> _Natural language region descriptions_
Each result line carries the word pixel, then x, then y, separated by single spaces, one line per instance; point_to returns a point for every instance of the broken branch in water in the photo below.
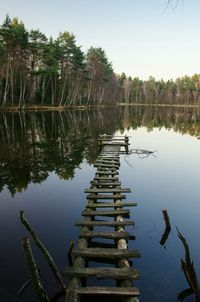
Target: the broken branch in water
pixel 35 278
pixel 167 227
pixel 141 154
pixel 189 270
pixel 44 251
pixel 69 253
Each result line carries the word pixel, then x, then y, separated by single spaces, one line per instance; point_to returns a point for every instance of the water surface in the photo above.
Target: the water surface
pixel 46 162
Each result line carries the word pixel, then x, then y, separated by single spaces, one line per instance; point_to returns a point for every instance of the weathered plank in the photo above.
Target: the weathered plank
pixel 105 223
pixel 111 291
pixel 106 165
pixel 105 184
pixel 108 235
pixel 106 213
pixel 108 161
pixel 111 205
pixel 106 253
pixel 104 178
pixel 93 196
pixel 105 172
pixel 103 273
pixel 107 190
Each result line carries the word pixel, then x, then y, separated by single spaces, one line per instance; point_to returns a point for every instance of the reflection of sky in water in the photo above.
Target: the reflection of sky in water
pixel 171 180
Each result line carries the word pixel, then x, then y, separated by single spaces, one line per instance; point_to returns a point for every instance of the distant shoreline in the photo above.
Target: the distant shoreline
pixel 84 107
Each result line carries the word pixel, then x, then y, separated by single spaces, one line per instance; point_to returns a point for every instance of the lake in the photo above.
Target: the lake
pixel 46 162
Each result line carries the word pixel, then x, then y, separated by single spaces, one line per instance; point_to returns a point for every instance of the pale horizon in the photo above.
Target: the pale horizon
pixel 141 39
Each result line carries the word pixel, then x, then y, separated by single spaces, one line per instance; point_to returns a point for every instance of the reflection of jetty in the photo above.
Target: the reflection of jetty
pixel 105 193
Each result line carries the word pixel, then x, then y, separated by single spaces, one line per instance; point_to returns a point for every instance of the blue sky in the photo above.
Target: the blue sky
pixel 138 37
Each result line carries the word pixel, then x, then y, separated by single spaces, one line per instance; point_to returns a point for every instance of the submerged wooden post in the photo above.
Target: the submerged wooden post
pixel 166 218
pixel 126 144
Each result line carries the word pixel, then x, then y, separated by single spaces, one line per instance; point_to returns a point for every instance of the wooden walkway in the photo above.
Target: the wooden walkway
pixel 105 210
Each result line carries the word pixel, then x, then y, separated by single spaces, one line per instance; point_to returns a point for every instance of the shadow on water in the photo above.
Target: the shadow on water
pixel 35 144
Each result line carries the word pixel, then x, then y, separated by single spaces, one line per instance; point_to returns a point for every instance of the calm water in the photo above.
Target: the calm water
pixel 46 162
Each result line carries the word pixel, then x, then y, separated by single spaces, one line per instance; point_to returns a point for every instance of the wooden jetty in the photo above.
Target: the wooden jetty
pixel 105 209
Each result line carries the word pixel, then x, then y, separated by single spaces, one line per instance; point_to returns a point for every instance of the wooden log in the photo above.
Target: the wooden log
pixel 106 253
pixel 44 251
pixel 108 160
pixel 106 165
pixel 106 213
pixel 105 172
pixel 111 291
pixel 108 190
pixel 104 178
pixel 111 205
pixel 109 235
pixel 34 273
pixel 105 184
pixel 103 273
pixel 105 223
pixel 92 196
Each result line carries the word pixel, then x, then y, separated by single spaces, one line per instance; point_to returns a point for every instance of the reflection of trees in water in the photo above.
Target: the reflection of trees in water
pixel 33 144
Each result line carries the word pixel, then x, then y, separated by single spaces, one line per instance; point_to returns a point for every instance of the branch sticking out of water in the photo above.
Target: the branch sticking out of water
pixel 35 278
pixel 189 270
pixel 141 154
pixel 44 251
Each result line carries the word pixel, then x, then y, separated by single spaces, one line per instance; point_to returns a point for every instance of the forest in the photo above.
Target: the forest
pixel 47 72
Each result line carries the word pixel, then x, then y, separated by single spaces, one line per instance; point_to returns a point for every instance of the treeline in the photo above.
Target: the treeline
pixel 184 90
pixel 36 70
pixel 35 144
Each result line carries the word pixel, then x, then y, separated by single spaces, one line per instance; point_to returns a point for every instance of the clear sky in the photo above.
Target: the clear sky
pixel 138 37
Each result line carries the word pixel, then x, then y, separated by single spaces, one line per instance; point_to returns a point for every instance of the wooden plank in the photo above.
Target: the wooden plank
pixel 105 172
pixel 105 184
pixel 106 213
pixel 106 165
pixel 108 235
pixel 103 273
pixel 108 160
pixel 103 178
pixel 106 253
pixel 107 190
pixel 93 196
pixel 111 291
pixel 108 169
pixel 111 205
pixel 104 223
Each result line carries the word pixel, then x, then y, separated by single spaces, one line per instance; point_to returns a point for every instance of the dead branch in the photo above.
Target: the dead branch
pixel 141 153
pixel 35 278
pixel 44 251
pixel 188 268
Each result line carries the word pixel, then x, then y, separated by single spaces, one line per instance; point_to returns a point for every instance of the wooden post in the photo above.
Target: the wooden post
pixel 126 142
pixel 166 218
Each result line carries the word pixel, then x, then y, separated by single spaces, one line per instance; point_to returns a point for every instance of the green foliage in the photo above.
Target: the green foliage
pixel 38 70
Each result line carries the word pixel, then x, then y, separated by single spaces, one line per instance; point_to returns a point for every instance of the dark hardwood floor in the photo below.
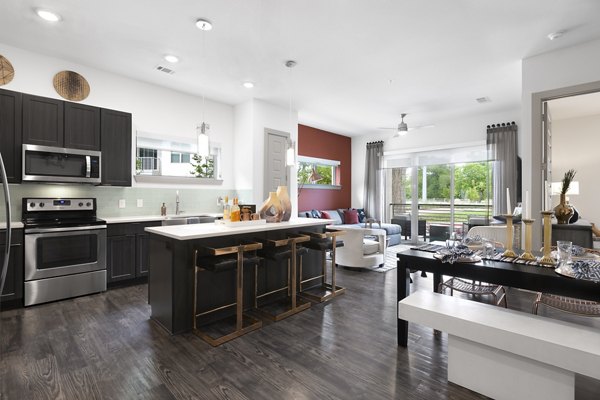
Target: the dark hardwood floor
pixel 105 346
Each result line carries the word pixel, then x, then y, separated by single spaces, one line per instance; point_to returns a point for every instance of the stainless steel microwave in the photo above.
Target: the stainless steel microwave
pixel 58 164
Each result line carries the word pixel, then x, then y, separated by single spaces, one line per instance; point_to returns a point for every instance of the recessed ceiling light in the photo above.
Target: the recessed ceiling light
pixel 47 15
pixel 203 25
pixel 556 35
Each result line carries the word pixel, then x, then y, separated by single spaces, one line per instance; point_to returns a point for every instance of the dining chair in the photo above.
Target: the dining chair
pixel 571 305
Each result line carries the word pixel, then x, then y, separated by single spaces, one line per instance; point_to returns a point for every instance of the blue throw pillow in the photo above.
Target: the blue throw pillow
pixel 361 215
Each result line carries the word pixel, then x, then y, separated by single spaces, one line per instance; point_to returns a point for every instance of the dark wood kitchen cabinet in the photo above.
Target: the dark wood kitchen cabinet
pixel 127 251
pixel 82 127
pixel 13 287
pixel 57 123
pixel 116 147
pixel 43 121
pixel 120 258
pixel 10 133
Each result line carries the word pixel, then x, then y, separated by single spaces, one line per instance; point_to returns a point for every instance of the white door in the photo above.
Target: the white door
pixel 276 171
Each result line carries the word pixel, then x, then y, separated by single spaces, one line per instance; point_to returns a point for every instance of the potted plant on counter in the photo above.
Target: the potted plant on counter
pixel 563 211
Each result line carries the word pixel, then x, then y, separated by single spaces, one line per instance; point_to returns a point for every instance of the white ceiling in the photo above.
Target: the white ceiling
pixel 584 105
pixel 360 63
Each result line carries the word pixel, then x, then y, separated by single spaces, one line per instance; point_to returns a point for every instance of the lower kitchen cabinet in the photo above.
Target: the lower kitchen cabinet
pixel 127 251
pixel 13 287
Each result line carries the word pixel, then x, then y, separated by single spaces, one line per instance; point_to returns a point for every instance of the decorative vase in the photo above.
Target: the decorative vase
pixel 563 211
pixel 285 201
pixel 271 209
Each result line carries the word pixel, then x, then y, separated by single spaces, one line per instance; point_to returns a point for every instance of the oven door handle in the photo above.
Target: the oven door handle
pixel 75 228
pixel 88 166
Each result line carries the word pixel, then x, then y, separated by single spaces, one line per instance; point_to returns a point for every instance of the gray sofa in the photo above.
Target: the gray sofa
pixel 393 231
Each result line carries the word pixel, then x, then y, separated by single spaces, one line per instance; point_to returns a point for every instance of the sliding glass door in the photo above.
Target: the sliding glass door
pixel 440 199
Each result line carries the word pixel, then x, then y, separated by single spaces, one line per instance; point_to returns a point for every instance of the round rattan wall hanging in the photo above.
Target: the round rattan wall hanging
pixel 71 86
pixel 7 72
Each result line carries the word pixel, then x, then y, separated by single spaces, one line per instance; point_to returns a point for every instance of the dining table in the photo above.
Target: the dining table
pixel 516 275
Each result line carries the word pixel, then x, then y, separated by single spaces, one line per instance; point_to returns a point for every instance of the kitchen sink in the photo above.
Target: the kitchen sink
pixel 180 220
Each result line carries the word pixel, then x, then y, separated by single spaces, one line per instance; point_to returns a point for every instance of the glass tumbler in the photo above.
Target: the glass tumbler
pixel 487 247
pixel 565 251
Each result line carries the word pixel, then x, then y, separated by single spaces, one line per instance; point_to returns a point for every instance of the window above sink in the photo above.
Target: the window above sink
pixel 172 159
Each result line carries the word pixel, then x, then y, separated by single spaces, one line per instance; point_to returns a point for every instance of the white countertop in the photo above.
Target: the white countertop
pixel 200 231
pixel 13 225
pixel 148 218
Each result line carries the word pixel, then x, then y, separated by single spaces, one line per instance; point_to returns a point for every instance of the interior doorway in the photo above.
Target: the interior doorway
pixel 541 146
pixel 276 171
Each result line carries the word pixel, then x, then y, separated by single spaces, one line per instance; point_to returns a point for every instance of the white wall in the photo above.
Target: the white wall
pixel 154 109
pixel 250 146
pixel 580 137
pixel 558 69
pixel 463 130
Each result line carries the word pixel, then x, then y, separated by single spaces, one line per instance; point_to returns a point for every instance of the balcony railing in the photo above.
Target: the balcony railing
pixel 439 213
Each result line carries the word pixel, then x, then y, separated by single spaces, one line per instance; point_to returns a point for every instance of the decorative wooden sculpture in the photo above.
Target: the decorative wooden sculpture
pixel 7 72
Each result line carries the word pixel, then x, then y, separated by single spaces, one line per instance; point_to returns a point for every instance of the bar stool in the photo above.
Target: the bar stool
pixel 219 260
pixel 278 251
pixel 323 242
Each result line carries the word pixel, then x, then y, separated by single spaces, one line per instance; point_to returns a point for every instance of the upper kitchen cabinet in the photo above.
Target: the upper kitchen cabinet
pixel 43 121
pixel 82 126
pixel 52 122
pixel 10 133
pixel 116 147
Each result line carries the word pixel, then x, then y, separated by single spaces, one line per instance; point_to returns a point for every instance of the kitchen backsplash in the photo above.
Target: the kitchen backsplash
pixel 190 200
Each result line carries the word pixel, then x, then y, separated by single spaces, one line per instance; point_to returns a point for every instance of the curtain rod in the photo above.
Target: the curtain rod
pixel 503 124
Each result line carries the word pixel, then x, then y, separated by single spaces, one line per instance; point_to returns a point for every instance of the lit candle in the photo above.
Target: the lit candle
pixel 546 205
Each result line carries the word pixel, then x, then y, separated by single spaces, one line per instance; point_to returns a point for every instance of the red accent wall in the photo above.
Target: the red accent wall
pixel 314 142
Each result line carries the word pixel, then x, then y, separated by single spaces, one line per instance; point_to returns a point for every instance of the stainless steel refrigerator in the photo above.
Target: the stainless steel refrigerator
pixel 8 217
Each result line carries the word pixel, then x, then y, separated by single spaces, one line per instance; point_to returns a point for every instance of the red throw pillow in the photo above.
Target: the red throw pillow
pixel 325 215
pixel 350 217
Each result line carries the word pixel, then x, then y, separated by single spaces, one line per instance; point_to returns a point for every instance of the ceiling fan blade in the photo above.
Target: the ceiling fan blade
pixel 412 128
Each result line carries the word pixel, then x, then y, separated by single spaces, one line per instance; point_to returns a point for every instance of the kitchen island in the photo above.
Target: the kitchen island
pixel 171 267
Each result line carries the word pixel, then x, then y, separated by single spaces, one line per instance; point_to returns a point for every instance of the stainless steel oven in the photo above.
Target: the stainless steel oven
pixel 57 164
pixel 65 249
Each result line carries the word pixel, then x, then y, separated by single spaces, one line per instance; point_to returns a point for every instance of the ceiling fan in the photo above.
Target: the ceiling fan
pixel 402 128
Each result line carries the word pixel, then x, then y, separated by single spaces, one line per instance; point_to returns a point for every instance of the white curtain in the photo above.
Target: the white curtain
pixel 502 150
pixel 374 185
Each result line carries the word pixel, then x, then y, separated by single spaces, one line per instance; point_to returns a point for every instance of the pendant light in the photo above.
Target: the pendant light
pixel 290 154
pixel 203 128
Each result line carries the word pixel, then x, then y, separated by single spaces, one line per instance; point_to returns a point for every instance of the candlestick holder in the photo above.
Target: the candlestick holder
pixel 509 238
pixel 546 258
pixel 527 254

> _EXERCISE_
Could you return exactly the lines above from the line with "surface in the photo above." to the line with "weathered plank in the photo above.", both included, and nothing else?

> _WRITTEN ANSWER_
Each result line carries the word pixel, then x, then y, separated by single spaces, one line per instance; point_to returns a point for every instance of the water surface in the photo above.
Target: the water surface
pixel 46 162
Each result line carries the word pixel, then x, then y, separated by single spaces, one line per instance; point_to returns a point for every instance of the weathered plank in the photo above.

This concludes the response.